Dataset excerpts on pointing at objects
____

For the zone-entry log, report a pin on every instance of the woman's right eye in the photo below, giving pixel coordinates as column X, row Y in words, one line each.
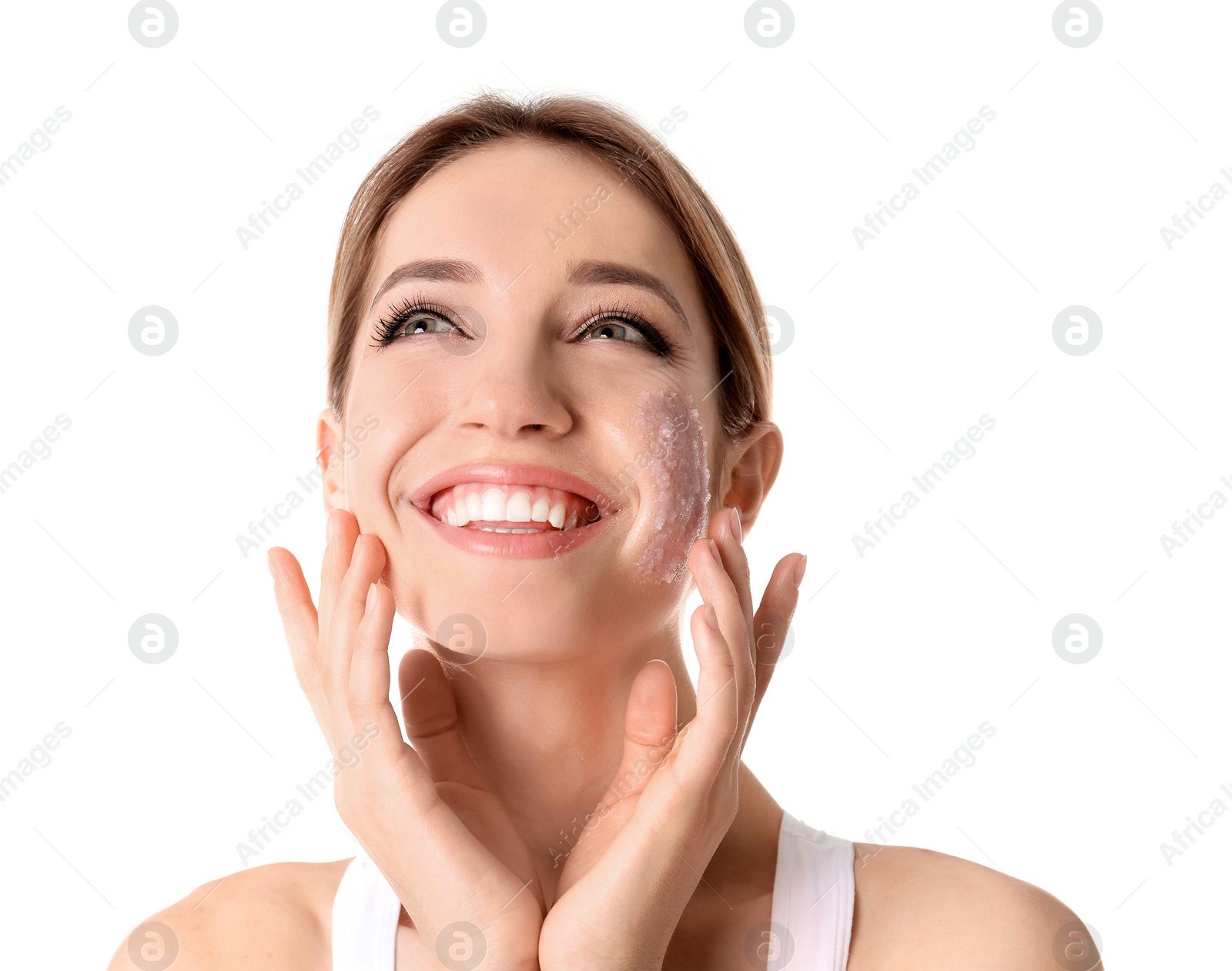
column 410, row 320
column 424, row 323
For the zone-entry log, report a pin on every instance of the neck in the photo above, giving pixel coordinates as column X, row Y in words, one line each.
column 548, row 736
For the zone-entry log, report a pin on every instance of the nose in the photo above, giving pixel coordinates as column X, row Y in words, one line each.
column 508, row 388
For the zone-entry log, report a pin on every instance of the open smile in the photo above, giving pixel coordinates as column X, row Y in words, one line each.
column 529, row 511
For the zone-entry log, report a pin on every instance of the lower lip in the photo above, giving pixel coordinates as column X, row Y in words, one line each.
column 515, row 545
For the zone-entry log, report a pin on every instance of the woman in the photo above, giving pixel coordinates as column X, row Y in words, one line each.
column 548, row 418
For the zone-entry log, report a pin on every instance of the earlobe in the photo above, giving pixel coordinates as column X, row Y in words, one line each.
column 755, row 462
column 330, row 461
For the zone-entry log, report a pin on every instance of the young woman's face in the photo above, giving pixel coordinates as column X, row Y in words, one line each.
column 536, row 357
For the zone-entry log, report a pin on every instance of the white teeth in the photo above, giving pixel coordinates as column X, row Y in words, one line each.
column 493, row 507
column 500, row 529
column 519, row 508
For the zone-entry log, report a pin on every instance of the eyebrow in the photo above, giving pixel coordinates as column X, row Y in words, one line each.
column 587, row 273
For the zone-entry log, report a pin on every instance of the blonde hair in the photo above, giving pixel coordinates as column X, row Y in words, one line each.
column 614, row 137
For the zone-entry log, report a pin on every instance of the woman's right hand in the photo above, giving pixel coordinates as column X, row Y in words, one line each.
column 425, row 815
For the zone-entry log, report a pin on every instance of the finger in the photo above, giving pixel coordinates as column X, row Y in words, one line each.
column 430, row 712
column 299, row 624
column 727, row 533
column 708, row 739
column 350, row 601
column 772, row 621
column 342, row 530
column 718, row 591
column 370, row 665
column 650, row 730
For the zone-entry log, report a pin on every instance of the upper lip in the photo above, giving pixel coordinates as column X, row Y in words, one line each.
column 511, row 474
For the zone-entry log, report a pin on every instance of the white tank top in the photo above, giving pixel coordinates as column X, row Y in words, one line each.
column 811, row 907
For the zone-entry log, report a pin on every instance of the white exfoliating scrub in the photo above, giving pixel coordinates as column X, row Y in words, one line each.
column 675, row 480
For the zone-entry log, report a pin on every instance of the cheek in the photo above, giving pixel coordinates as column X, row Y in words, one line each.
column 675, row 480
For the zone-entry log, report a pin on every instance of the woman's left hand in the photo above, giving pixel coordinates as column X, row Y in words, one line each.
column 642, row 854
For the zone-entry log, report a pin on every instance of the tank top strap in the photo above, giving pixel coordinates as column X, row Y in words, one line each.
column 813, row 899
column 367, row 912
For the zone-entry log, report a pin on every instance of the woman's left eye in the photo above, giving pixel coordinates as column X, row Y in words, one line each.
column 614, row 330
column 628, row 328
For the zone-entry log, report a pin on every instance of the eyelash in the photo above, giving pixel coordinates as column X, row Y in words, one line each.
column 387, row 330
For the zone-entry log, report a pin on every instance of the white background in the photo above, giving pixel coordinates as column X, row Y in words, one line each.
column 946, row 316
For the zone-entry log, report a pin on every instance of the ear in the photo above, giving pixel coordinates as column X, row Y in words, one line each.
column 752, row 468
column 330, row 460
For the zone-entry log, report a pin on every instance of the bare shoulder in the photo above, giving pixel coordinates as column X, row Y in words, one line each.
column 274, row 917
column 924, row 909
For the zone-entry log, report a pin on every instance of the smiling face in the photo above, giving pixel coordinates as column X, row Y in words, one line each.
column 535, row 381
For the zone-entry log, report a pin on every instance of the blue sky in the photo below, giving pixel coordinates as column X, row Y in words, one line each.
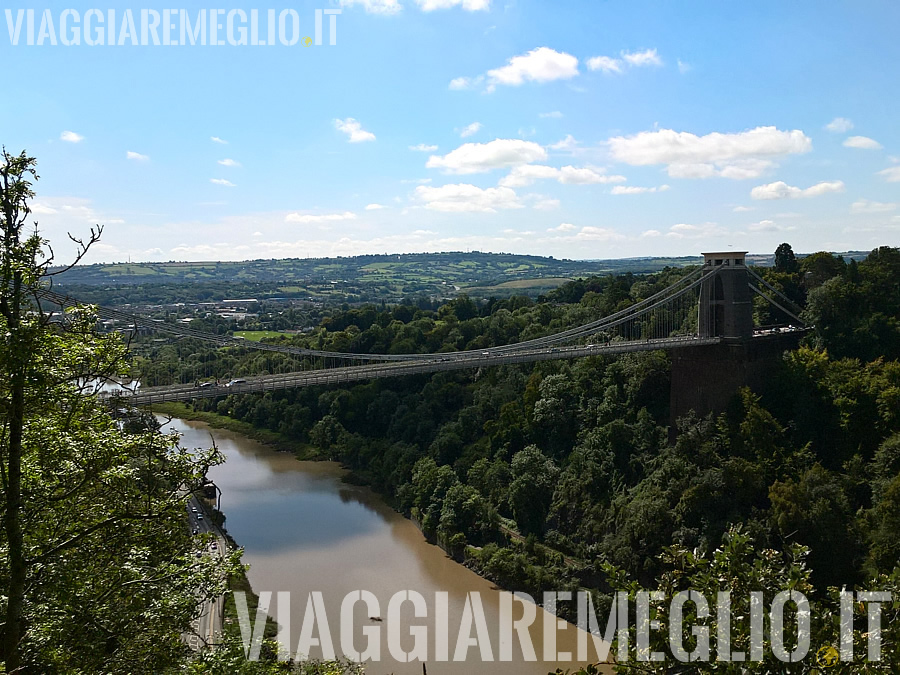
column 579, row 129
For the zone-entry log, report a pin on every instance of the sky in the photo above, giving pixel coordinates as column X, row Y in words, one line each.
column 578, row 129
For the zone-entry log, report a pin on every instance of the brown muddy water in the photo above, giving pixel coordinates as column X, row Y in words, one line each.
column 303, row 531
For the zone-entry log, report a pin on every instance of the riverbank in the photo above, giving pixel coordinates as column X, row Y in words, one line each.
column 302, row 451
column 539, row 555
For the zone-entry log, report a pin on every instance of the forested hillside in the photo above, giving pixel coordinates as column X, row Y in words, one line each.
column 539, row 474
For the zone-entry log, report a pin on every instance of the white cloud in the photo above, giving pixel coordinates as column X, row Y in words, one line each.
column 470, row 130
column 763, row 226
column 688, row 231
column 781, row 190
column 306, row 218
column 462, row 197
column 459, row 83
column 568, row 143
column 539, row 65
column 571, row 175
column 468, row 5
column 865, row 206
column 483, row 157
column 862, row 143
column 375, row 6
column 353, row 129
column 839, row 125
column 648, row 57
column 521, row 176
column 605, row 63
column 545, row 204
column 735, row 155
column 40, row 209
column 635, row 190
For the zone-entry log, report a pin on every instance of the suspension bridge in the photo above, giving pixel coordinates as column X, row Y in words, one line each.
column 709, row 306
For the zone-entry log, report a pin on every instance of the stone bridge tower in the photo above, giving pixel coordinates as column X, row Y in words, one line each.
column 726, row 308
column 705, row 378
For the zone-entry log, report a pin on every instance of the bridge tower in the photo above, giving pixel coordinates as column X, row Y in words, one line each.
column 726, row 309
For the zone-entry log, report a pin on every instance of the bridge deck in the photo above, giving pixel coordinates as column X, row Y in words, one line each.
column 440, row 362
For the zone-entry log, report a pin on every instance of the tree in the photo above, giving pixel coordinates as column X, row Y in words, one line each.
column 97, row 567
column 785, row 261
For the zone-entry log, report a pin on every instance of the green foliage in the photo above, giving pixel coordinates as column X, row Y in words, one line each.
column 741, row 568
column 98, row 570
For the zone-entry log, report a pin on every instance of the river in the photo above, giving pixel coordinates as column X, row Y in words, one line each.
column 304, row 530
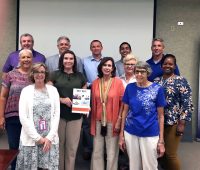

____

*Task*.
Rewrite all of the material above as a numbered list, skipping blank lines. Leave the picture lines out of your answer.

*Written response*.
1. For the zone-entry log, report a pin on every instance of the woman's right eye in the photo below, giving pixel coordinates as column X, row Y in words, one line each.
2. column 410, row 320
3. column 424, row 323
4. For the zone-entry log, report a pin on every instance of the neck in the photo above, giving pixel coordinates as column X, row Y in words, one line each.
5. column 548, row 736
6. For the zone-entry log, report a pin on every instance of the nose in the photo above, giving pixel coordinates as column X, row Y in words, one line each.
7. column 508, row 388
8. For the zone-entry log, report a pin on every instance of the open smile in the photo above, giving pixel coordinates as column X, row Y in words, one line each.
9. column 529, row 511
10. For the zone-entry log, report a pin on every instance of the lower lip in the photo above, giving pixel coordinates as column X, row Y in words, one line each.
11. column 515, row 545
12. For the zone-entry log, report a pin on every instance of the woman in the photo above, giving pixel coordinates as column X, row Y in words, one line each.
13. column 548, row 418
14. For the zone-entry log, report a pin on every instance of the earlobe in the photo above, giving pixel coordinates as column X, row Y in words, one line each.
15. column 755, row 462
16. column 330, row 461
17. For the zone-entry log, report a pin on every instance of the young woman's face in the photo above, giving pixel coordinates as column X, row Y in words, one line each.
18. column 536, row 357
19. For the zone-entry log, report a pin on every instance of the white teeth in the photo above, giving pixel coordinates as column X, row Y in words, one line each.
20. column 493, row 507
21. column 500, row 529
22. column 519, row 508
23. For the zone-entry log, report a pin on every instance of the eyebrow in the photo above, giving pixel coordinates as column X, row Y in words, one line each.
24. column 587, row 273
25. For the zone-entry log, report a pin on every instance of the blonde hair in the photo above, giving pixel coordinates as column X, row Y in words, one line each.
26. column 614, row 137
27. For the zone-entry log, report a pin on every instance of the woman's right hand in the photo above, giving pixel coordinates as column X, row Y in words, one line each.
28. column 425, row 815
29. For the zone-entry log, report a pin on every instance of the finger in the photo above, giving pixel coordinates as column X, row Y in words, one line each.
30. column 430, row 712
31. column 299, row 624
32. column 727, row 533
33. column 708, row 739
34. column 350, row 601
35. column 772, row 621
36. column 342, row 530
37. column 718, row 591
38. column 370, row 665
39. column 650, row 730
40. For the zone-entry log, report a pin on every instance of the upper lip in the photo above, giving pixel coordinates as column X, row Y in words, one line each.
41. column 511, row 474
42. For the zone-entry log, report a pin on every instance of the white tank top in the photo above, giving pixel coordinates as column X, row Y in words, one line each.
43. column 811, row 907
44. For the zone-entry log, report a pin on every instance of the white exfoliating scrub in the photo above, giving pixel coordinates as column X, row Y in words, one line each.
45. column 675, row 480
46. For the zone-entry log, report a pin on every instance of the cheek in the photo above, giving pixel coordinates as column X, row Y in words, one line each.
47. column 675, row 480
48. For the zone-entry log, report a pin on every instance of the woman's left hand in the photo above, giving pixel coordinates as column X, row Y in words, one line each.
49. column 642, row 854
50. For the zone-entry log, report a pin on every instance of the tank top strap in the photo above, giving pixel coordinates as column X, row Y in words, one line each.
51. column 813, row 899
52. column 367, row 912
53. For the zone-entry log, report a pin on every instance of the woman's left eye in the photo above, giving pixel coordinates as column X, row Y in words, one line each.
54. column 614, row 330
55. column 628, row 328
56. For the zone-entry log, report a pin on every instance of the eyelash in the photo above, giving pixel coordinates as column X, row Y in words, one line each.
57. column 387, row 330
58. For the zone-entry log, report a pin on every instance of the white background in the photo above, giving pixel coordinates as column X, row Y in words, one line each.
59. column 946, row 316
60. For the zone-entry log, report a pin on every instance of the ear in the photo above, giving pixel coordinates as column X, row Y in words, one line each.
61. column 752, row 468
62. column 330, row 460
63. For the zone-entry log, report a pin on every instance of the bare shoulder in the photo above, giving pixel coordinates as column X, row Y in words, one line each.
64. column 274, row 917
65. column 924, row 909
66. For the zone-entry log, report a pin on every instance of the smiling face in the photo above, giving pixel coordinates as column X, row Y in words, one line each.
67. column 535, row 381
68. For the zone-entry log, report a pin on every instance of the blue sky in the photo below, giving pixel coordinates as column X, row Y in words, one line each.
69. column 579, row 129
70. For the zone-entry log, report a pin on every instance of the sky in the photo above, giving pixel coordinates as column X, row Y in words, one line each.
71. column 578, row 129
72. For the zone-entry log, report a pin on every instance of the brown muddy water in the photo above, giving pixel coordinates as column X, row Y in words, one line each.
73. column 303, row 531
74. For the zone-entry log, report a pin on every instance of the riverbank in the photo above, giving pixel coordinates as column X, row Y in words, one line each.
75. column 302, row 451
76. column 539, row 555
77. For the zone-entry log, report a pin on every instance of the forested hillside in the photo above, giving pixel coordinates as column X, row Y in words, one line each.
78. column 539, row 474
79. For the zone-entry log, report a pin on every instance of the white cloud in the photo above, giving pixel coordinates as column X, row Y in words, one line each.
80. column 470, row 130
81. column 763, row 226
82. column 688, row 231
83. column 781, row 190
84. column 306, row 218
85. column 462, row 197
86. column 459, row 83
87. column 568, row 143
88. column 539, row 65
89. column 571, row 175
90. column 468, row 5
91. column 865, row 206
92. column 483, row 157
93. column 862, row 143
94. column 375, row 6
95. column 353, row 129
96. column 839, row 125
97. column 648, row 57
98. column 521, row 176
99. column 605, row 63
100. column 545, row 204
101. column 735, row 155
102. column 40, row 209
103. column 635, row 190
104. For the zone-entry log, report a pin on every instance of the suspension bridge in the photo above, giving pixel coordinates as column X, row Y in words, one line each.
105. column 709, row 306
106. For the zone-entry log, report a pin on every instance of the stone bridge tower in the photo above, giving pixel coordinates as column X, row Y in words, one line each.
107. column 726, row 308
108. column 705, row 378
109. For the zone-entry log, report a pin on every instance of the bridge tower in the photo above, giving pixel coordinates as column X, row Y in words, one line each.
110. column 726, row 309
111. For the zone-entry log, report a pin on every instance of the bridge deck in the photo above, giving pixel coordinates as column X, row Y in words, one line each.
112. column 440, row 362
113. For the zone-entry log, report a pin on every instance of the tree in the photo above, giving pixel coordinates as column X, row Y in words, one line each.
114. column 97, row 567
115. column 785, row 261
116. For the zone-entry log, report a pin on every instance of the green foliage in the photo above, giving pixel coordinates as column X, row Y in words, one line each.
117. column 741, row 568
118. column 98, row 570
119. For the zone-entry log, report a pin on every instance of the river in the photo above, giving pixel coordinates as column X, row Y in words, one line each.
120. column 304, row 530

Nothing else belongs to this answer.